WHAT IS NEEDED: All lines containing the string "polygon" must be copied from the entries.
(Beginning of RECORD SET)
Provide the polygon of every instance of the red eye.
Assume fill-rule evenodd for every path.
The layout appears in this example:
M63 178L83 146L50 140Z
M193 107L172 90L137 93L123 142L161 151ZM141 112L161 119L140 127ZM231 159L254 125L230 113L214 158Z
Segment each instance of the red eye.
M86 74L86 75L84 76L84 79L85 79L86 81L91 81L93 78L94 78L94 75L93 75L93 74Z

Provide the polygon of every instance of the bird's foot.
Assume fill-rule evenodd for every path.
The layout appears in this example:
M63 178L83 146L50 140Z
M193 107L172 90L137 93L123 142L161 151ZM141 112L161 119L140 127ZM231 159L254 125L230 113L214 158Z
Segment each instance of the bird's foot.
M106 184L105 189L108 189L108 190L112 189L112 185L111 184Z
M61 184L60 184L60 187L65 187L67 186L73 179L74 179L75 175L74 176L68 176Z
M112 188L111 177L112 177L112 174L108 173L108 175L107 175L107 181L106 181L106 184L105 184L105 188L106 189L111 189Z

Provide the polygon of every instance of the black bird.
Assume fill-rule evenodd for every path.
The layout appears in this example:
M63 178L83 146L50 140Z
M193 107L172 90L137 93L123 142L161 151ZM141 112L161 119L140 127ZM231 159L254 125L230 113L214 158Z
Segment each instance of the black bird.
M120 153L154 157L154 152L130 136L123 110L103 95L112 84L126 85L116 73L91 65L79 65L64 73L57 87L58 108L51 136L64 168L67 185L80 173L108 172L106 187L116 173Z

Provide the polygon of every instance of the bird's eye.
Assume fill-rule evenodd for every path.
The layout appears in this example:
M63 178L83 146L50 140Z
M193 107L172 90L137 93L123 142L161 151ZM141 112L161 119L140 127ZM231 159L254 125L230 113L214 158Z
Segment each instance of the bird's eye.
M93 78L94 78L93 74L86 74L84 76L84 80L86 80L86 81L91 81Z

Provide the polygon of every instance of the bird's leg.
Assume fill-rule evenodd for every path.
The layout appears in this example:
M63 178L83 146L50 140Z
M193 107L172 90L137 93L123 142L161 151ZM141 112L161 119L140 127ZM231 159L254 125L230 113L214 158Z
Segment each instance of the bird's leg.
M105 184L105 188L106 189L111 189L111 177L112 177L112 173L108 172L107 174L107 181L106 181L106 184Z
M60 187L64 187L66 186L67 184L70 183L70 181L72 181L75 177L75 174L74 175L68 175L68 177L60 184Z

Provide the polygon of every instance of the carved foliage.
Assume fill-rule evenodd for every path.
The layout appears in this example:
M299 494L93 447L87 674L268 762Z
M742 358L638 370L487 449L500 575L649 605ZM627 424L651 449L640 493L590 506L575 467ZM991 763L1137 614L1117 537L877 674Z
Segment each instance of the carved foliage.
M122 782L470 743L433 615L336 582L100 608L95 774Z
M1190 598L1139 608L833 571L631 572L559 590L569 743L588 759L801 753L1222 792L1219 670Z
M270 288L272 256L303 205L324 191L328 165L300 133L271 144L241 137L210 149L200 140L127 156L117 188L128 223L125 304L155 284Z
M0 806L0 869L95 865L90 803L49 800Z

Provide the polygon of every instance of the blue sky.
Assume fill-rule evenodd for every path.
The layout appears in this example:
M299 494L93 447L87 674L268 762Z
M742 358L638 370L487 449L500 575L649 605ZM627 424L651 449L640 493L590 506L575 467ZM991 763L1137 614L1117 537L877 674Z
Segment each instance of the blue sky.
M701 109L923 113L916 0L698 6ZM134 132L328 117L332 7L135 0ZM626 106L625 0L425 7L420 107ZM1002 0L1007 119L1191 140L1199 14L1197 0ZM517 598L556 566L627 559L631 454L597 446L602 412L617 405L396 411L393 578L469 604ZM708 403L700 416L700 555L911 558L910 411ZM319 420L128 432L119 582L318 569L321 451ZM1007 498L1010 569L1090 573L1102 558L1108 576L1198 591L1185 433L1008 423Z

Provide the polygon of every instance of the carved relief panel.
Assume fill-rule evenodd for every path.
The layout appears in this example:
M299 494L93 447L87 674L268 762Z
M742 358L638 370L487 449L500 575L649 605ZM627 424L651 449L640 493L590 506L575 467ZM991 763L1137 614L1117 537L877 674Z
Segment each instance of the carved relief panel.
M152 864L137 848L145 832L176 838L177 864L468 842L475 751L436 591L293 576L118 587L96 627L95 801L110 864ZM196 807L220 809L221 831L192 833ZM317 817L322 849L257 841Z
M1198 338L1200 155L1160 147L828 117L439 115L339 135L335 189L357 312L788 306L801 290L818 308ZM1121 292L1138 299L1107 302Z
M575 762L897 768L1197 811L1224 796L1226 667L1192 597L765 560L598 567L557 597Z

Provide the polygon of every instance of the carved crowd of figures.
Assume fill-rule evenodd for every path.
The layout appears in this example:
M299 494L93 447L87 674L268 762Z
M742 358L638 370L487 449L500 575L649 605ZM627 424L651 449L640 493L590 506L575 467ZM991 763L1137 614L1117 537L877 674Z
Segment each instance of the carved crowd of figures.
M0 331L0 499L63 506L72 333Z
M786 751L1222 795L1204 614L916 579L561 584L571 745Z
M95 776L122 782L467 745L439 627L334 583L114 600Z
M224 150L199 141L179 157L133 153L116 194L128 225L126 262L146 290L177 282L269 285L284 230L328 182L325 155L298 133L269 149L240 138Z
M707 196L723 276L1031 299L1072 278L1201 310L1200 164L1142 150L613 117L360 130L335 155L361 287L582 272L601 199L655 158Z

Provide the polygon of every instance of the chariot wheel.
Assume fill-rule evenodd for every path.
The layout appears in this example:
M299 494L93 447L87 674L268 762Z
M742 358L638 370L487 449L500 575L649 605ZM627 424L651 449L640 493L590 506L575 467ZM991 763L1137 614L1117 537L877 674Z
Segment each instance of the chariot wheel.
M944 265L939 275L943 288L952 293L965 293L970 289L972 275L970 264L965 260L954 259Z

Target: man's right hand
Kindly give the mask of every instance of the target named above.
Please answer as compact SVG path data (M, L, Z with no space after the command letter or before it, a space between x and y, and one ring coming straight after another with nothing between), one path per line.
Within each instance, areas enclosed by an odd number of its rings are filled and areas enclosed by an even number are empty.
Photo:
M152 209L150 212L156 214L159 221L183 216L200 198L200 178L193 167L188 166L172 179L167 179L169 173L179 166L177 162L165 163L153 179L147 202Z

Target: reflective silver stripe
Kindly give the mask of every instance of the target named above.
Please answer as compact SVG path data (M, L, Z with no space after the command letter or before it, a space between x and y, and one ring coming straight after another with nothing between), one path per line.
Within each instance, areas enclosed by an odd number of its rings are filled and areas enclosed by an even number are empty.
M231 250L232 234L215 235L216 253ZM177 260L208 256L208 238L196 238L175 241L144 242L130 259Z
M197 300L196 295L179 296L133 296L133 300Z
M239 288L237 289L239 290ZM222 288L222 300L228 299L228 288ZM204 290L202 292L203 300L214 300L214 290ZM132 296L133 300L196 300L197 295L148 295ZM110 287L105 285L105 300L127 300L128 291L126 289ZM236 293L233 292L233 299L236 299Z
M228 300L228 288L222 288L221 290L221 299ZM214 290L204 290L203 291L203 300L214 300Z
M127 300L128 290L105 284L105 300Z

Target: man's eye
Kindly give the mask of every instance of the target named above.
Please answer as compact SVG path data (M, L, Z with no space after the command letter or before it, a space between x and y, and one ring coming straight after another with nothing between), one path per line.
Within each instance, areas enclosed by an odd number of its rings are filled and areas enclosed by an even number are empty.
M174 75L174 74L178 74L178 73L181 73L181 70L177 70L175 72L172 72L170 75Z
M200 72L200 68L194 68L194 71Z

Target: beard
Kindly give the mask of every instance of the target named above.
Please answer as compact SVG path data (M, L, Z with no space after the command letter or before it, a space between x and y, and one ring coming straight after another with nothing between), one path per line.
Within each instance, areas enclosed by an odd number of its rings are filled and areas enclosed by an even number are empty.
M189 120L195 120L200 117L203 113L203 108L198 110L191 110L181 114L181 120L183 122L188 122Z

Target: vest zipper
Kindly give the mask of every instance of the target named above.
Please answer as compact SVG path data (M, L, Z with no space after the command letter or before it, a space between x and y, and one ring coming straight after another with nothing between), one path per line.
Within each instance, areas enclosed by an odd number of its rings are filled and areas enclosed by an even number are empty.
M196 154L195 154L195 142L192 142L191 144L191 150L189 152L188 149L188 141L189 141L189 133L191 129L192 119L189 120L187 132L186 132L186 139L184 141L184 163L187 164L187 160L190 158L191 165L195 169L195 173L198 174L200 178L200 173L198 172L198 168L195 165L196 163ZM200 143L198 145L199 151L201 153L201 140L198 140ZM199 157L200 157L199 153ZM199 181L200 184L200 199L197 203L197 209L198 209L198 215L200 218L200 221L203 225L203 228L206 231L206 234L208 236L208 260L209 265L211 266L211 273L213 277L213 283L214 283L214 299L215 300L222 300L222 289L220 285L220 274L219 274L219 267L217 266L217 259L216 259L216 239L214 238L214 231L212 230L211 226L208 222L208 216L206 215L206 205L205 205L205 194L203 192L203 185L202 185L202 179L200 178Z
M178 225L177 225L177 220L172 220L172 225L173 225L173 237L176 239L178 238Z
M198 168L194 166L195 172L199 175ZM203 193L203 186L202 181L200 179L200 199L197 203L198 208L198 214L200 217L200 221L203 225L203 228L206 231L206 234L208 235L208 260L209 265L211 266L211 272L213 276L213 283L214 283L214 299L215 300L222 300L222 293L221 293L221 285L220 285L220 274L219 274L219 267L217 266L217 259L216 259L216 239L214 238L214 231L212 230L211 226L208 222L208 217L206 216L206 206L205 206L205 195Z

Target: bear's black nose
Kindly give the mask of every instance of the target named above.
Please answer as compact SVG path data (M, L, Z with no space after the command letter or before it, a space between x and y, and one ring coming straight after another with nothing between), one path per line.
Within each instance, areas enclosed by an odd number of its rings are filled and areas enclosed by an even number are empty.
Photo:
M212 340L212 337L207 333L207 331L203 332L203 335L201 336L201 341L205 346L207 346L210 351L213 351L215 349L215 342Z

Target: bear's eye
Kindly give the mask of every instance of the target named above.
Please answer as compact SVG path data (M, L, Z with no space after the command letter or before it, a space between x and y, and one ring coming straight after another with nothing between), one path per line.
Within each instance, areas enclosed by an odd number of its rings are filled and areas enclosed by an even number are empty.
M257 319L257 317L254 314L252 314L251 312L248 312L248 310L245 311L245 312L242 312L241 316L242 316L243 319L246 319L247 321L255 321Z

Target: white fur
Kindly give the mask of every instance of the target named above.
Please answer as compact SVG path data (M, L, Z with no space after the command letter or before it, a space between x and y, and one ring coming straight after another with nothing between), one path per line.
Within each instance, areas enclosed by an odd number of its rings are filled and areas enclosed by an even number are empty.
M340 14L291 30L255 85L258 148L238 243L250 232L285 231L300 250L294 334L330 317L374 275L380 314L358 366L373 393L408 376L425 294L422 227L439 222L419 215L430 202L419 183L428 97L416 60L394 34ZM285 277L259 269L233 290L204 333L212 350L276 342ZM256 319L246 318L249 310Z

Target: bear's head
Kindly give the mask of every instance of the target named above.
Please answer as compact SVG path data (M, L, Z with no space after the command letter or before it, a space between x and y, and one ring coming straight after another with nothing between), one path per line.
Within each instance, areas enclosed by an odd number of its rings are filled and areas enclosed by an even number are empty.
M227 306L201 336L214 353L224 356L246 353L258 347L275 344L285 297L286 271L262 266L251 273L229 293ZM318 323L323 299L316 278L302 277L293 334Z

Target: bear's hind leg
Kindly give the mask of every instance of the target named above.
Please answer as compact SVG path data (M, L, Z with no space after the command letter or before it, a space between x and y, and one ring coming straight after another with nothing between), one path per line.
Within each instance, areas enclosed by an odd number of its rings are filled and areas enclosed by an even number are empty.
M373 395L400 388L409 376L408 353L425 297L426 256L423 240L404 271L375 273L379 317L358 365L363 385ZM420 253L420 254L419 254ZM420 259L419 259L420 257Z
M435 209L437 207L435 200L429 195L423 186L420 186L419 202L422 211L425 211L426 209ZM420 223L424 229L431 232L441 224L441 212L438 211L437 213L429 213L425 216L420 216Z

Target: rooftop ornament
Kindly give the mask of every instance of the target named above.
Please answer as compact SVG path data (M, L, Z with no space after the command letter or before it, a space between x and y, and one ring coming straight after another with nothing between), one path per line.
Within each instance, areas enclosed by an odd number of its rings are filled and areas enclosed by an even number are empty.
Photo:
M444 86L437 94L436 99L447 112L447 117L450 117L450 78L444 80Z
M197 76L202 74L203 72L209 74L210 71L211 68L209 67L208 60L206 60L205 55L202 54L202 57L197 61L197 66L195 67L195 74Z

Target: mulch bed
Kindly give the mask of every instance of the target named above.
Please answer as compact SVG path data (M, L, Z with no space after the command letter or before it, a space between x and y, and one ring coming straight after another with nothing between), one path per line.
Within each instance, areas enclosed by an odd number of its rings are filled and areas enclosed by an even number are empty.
(End of RECORD SET)
RESPONSE BELOW:
Provide the polygon of every instance of the red eye.
Provide the polygon of every instance of the bird's foot.
Provide the polygon of every instance of the black bird.
Provide the polygon of every instance of the bird's eye.
Provide the polygon of every instance of the bird's leg.
Provide the polygon of every instance of the carved foliage.
Provide the polygon of every instance of the blue sky.
Provide the polygon of every instance of the carved relief panel.
Provide the polygon of every instance of the carved crowd of figures.
Provide the polygon of every instance of the chariot wheel.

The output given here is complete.